| TO DO |
For this exercise, output the line holding "Objective — a point for each instance of the concrete" and all subsequent lines of the entries below, unchanged, up to and including the last.

*** Opening of MATERIAL PROVIDED ***

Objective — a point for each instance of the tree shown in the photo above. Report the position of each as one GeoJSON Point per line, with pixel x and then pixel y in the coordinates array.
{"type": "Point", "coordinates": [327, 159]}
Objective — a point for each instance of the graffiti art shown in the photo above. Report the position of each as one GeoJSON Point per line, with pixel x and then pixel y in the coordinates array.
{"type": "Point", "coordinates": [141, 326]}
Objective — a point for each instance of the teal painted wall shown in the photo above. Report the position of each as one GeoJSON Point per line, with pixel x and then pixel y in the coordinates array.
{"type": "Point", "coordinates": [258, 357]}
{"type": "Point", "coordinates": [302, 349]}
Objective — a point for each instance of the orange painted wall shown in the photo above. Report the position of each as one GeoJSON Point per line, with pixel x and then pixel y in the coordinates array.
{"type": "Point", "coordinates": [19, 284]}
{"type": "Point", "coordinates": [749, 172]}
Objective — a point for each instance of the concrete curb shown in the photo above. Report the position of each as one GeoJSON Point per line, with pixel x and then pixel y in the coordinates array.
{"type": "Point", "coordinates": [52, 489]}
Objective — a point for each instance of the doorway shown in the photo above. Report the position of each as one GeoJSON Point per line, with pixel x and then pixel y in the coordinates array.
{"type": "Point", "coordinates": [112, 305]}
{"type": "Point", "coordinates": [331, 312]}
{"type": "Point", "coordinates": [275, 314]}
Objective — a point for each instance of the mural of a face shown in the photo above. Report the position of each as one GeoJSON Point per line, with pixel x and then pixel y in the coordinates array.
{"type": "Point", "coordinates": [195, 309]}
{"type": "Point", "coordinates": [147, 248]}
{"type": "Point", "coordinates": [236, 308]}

*** Close of MATERIAL PROVIDED ***

| EXERCISE ANSWER |
Objective — a point for each instance of the concrete curb shown in the photo above. Report the position of each as one GeoJSON Point per line, with pixel x and then pixel y in the coordinates array.
{"type": "Point", "coordinates": [52, 489]}
Objective — a point for each instance of the doorway shown in the photo above. Report the position of each as one GeoJSON Point per line, with pixel x and then pixel y in the coordinates array.
{"type": "Point", "coordinates": [112, 305]}
{"type": "Point", "coordinates": [331, 312]}
{"type": "Point", "coordinates": [275, 314]}
Objective — a point for each instance of the mural of a face shown in the photo above. Report the position of each as one GeoJSON Point per line, with pixel x and then pixel y in the coordinates array.
{"type": "Point", "coordinates": [195, 309]}
{"type": "Point", "coordinates": [147, 248]}
{"type": "Point", "coordinates": [236, 308]}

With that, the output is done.